- [Consigne donnée A]:
D'après la page, combien de tonnes de céréales le corridor de la mer Noire a-t-il permis de sortir des ports ukrainiens ?

##### Page

Céréales en Ukraine : suspension de l’accord, quelles conséquences ?

Ce lundi 17 juillet, la Russie a mis fin à l’accord permettant à l’Ukraine d’exporter ses céréales par la mer Noire. Ce corridor, mis en place il y a un an, a permis de sortir près de 33 millions de tonnes de céréales des ports ukrainiens, en dépit du conflit. Quelles vont être les conséquences de cette suspension à court et moyen terme ? La Fondation FARM fait le point.

Suspension de l’accord céréalier : une issue inévitable

Le 16 mai 2023, après de longues journées de négociation entre la Turquie, l’ONU, la Russie et l’Ukraine, les parties s’entendent in extremis pour prolonger de deux mois l’accord céréalier en Mer noire. Un soulagement pour toutes les parties mais qui reste provisoire. Trois semaines plus tard, le 6 juin, la destruction d’un pipeline d’ammoniac russe (Togliatti-Odessa), essentiel pour l’exportation des engrais, marque un tournant dans les relations entre Russes et Ukrainiens.

Dès le lendemain, Dmitri Peskov, le porte-parole du Kremlin, annonce des conséquences « négatives » pour cet acte. Moscou réclame également, en vain, plus de garanties pour ses propres exportations d’engrais. Cette fois-ci, les diplomaties turque et onusienne n’ont pas suffi pour convaincre Moscou de prolonger l’accord céréalier.

Peu de conséquences à court terme…

La suspension de l’accord annoncé par Dmitri Peskov le 17 juillet ne devrait pas à court terme – c’est à dire durant les prochaines semaines de l’été – avoir d’incidences sur le marché mondial. Ces derniers mois, le corridor a perdu de son intérêt. Depuis la dernière reconduction le 16 mai, deux fois moins de produits alimentaires ont transité par le corridor (près de 40 000 tonnes/jour entre mai et juillet contre 90 000 t/jour entre mars et mai 2023). La fin de campagne de commercialisation en blé et en maïs d’une part et la baisse du rythme d’enregistrement et d’inspection des navires par les autorités russes d’autre part, peuvent aussi expliquer cette nette baisse.

##########
##### Données extraites

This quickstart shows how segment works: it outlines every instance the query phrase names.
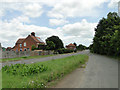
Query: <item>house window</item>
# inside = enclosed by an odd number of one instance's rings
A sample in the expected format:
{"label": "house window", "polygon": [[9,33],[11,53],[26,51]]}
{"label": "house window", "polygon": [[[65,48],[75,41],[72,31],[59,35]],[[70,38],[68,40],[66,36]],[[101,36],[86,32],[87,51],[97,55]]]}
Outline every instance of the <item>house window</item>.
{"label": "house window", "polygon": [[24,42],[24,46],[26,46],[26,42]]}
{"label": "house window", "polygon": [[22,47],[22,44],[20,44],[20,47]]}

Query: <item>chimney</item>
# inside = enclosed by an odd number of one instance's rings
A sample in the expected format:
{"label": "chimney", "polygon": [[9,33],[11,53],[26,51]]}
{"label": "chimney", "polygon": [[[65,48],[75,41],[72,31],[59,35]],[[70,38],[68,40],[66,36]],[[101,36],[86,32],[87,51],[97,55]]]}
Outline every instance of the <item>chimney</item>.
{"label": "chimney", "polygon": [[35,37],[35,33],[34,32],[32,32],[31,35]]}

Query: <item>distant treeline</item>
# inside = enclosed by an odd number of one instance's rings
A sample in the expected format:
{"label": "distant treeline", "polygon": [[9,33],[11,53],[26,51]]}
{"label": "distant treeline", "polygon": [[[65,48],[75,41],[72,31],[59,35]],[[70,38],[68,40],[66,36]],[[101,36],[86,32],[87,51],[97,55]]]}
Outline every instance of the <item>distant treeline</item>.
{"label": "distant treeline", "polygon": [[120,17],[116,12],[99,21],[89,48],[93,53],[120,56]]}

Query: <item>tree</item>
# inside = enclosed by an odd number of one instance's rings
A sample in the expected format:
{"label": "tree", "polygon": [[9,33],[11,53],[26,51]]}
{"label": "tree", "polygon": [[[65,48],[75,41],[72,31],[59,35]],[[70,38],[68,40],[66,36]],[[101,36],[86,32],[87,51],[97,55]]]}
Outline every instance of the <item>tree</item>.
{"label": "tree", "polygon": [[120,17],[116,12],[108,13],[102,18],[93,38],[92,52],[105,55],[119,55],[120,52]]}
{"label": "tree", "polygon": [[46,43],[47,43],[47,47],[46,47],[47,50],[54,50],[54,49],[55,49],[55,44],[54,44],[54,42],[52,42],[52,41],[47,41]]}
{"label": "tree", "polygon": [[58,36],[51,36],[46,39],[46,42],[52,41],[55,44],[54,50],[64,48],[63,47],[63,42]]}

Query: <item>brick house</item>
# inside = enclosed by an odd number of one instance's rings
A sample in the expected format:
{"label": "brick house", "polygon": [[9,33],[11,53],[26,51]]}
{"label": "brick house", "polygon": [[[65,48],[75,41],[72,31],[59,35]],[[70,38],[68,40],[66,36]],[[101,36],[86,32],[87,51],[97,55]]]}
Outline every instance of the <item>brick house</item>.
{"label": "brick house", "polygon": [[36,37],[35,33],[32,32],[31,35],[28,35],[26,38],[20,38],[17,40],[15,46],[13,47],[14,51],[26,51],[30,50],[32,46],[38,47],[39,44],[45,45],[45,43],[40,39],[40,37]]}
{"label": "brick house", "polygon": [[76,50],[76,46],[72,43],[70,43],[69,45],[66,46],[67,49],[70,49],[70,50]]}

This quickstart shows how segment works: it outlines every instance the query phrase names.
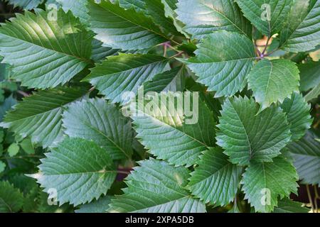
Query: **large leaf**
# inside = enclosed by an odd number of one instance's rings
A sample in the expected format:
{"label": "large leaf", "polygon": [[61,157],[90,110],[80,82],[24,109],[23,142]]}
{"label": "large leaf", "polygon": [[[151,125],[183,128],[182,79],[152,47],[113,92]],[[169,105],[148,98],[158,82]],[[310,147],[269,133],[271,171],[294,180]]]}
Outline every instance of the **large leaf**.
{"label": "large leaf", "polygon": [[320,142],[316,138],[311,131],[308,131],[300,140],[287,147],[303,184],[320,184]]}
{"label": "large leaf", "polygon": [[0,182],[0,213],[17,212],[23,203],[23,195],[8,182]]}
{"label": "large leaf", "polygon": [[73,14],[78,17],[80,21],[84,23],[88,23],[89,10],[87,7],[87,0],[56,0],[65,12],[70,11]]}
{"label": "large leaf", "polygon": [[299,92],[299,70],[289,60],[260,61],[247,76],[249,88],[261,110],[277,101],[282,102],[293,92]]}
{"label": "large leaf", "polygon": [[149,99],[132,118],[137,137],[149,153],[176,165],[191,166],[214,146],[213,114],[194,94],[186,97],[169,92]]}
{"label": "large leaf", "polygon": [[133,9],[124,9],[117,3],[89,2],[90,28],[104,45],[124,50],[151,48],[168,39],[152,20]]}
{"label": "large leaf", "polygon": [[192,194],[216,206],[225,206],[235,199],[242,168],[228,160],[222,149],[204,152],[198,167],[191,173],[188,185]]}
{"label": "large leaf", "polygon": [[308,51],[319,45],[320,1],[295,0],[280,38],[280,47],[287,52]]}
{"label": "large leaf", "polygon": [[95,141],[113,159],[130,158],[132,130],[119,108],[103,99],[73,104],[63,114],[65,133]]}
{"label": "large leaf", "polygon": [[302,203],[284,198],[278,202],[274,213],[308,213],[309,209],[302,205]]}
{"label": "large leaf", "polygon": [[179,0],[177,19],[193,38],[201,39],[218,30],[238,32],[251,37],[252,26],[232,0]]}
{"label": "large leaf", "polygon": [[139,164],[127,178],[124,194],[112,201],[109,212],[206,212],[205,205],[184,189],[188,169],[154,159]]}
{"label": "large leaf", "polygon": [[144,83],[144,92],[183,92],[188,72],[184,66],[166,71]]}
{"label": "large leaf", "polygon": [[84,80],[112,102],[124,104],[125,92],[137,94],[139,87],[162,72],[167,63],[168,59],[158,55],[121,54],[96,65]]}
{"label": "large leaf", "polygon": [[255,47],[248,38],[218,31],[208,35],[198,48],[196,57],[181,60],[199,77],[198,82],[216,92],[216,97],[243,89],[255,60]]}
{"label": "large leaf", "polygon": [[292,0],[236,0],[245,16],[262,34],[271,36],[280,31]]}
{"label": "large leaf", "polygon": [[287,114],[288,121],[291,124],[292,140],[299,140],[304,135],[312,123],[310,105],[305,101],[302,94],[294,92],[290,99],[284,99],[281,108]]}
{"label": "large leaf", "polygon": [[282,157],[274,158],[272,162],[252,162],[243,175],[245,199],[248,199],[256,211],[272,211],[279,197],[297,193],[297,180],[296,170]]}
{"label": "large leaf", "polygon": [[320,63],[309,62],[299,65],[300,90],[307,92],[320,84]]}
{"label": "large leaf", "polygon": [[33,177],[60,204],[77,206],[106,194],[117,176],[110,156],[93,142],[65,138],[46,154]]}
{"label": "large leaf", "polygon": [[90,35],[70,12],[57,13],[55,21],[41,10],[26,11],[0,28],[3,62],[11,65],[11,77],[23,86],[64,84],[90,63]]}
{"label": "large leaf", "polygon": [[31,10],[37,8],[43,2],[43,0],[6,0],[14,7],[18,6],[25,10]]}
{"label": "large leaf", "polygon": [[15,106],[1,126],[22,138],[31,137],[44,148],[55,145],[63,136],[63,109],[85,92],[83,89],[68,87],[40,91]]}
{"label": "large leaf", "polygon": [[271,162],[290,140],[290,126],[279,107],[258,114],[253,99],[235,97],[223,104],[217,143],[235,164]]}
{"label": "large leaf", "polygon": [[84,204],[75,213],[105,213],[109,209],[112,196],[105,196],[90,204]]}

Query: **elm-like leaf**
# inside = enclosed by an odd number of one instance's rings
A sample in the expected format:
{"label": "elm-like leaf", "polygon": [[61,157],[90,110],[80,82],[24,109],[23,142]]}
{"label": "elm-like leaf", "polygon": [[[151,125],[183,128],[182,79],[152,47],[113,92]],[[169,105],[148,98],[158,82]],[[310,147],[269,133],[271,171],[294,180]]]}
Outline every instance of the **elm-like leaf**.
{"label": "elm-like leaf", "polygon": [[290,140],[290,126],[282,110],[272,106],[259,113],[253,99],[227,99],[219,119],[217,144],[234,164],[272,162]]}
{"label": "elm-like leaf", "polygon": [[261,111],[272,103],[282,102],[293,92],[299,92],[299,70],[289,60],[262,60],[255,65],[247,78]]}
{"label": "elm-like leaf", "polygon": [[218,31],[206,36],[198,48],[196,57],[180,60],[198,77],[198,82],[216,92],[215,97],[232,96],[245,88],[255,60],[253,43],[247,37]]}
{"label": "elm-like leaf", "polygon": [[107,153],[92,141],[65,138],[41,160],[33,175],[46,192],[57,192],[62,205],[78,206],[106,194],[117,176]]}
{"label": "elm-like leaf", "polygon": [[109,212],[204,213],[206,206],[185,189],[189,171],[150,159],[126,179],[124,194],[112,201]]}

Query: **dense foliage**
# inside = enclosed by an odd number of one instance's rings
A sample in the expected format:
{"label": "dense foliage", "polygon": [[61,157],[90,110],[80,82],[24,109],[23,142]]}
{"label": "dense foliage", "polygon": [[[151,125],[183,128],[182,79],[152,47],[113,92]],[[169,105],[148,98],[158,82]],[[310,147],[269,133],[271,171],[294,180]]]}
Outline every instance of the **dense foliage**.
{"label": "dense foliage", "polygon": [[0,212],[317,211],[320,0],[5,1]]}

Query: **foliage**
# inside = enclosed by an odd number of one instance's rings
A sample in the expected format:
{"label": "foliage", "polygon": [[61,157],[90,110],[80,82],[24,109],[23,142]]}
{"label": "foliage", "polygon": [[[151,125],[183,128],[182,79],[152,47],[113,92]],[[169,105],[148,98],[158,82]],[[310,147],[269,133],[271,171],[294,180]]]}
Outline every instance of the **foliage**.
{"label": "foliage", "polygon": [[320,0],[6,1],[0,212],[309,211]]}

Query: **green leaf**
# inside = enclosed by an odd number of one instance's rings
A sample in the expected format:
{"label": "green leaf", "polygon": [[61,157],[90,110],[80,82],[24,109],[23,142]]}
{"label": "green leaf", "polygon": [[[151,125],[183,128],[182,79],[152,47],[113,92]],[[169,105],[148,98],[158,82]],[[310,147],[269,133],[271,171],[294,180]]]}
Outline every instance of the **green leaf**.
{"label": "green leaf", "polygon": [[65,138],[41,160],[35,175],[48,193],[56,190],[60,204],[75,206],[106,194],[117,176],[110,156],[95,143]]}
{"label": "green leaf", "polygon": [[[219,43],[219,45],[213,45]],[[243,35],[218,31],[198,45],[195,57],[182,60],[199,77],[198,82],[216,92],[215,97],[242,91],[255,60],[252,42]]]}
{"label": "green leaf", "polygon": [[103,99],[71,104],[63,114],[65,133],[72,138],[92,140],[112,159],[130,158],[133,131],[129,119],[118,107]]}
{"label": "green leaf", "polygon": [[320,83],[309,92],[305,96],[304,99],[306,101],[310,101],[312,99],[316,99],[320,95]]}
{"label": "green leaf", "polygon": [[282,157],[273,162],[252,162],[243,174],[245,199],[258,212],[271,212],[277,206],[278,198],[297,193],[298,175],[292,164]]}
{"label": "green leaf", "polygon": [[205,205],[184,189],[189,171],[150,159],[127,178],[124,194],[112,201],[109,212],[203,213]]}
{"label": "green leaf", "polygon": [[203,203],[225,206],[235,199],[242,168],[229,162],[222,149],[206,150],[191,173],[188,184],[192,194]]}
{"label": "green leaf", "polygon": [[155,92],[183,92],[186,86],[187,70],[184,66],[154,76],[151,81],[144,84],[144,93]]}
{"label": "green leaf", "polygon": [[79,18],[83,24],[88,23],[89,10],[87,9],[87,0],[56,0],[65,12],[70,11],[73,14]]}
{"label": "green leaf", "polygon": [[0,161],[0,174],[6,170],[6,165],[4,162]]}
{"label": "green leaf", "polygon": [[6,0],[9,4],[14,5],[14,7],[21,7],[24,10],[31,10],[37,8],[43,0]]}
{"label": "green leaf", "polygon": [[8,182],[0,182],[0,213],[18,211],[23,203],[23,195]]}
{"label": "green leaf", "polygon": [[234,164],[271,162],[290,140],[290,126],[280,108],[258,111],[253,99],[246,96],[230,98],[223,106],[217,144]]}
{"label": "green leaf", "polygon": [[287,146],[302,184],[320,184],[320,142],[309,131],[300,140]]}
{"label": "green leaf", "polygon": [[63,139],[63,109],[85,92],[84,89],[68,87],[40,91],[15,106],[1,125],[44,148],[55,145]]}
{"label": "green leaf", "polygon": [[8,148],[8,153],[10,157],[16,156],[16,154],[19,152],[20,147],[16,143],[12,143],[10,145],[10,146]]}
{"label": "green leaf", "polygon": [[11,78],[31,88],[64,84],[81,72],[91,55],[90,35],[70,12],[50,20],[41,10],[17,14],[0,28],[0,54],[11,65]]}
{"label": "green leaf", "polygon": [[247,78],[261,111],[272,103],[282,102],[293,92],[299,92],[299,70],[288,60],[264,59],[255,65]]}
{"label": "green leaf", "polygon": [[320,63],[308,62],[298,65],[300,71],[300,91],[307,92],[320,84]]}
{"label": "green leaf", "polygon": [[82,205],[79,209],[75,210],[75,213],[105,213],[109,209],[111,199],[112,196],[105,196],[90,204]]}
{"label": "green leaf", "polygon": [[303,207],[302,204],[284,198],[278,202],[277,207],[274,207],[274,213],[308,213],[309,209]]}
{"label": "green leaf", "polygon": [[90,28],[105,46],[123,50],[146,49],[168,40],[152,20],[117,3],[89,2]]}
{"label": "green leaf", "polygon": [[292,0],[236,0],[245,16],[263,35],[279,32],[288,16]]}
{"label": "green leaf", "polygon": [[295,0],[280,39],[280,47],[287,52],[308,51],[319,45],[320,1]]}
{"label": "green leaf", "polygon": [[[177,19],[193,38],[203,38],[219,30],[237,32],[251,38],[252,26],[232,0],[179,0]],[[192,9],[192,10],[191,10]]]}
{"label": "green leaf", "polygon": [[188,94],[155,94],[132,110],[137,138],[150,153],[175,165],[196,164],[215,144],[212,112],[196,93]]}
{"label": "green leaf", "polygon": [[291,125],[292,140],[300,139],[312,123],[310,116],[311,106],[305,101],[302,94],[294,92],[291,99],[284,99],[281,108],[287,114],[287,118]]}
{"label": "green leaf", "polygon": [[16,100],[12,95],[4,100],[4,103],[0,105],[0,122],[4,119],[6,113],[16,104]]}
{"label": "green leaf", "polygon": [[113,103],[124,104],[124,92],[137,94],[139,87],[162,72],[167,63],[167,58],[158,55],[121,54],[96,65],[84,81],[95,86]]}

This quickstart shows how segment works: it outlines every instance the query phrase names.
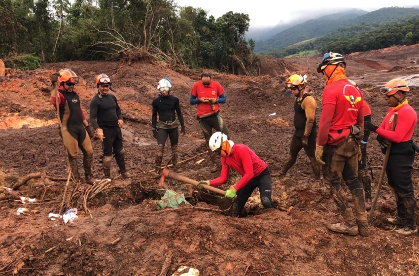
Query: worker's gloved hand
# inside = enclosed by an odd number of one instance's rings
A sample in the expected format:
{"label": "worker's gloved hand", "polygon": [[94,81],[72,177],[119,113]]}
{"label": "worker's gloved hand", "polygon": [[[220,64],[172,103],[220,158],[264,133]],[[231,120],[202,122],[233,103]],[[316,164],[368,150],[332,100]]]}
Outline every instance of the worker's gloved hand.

##########

- [Consigne donnée B]:
Parmi les lignes placées après la page, commence à celle qui contient "Query: <item>brick house</item>" et arrête-toi après celle qui contient "Outline every instance of the <item>brick". Restitue-les sous forme de liste JSON de chaînes, une chaîne par ligne, sans les lignes vides.

- [Réponse à la consigne A]:
Près de 33 millions de tonnes.

- [Réponse à la consigne B]:
[
  "Query: <item>brick house</item>",
  "# inside = enclosed by an odd number of one instance's rings",
  "A sample in the expected format:",
  "{\"label\": \"brick house\", \"polygon\": [[9,33],[11,53],[26,51]]}",
  "{\"label\": \"brick house\", \"polygon\": [[[65,48],[75,41],[72,31],[59,35]],[[70,38],[68,40],[66,36]],[[101,36],[86,32],[87,51],[97,55]]]}",
  "Outline every instance of the <item>brick house</item>."
]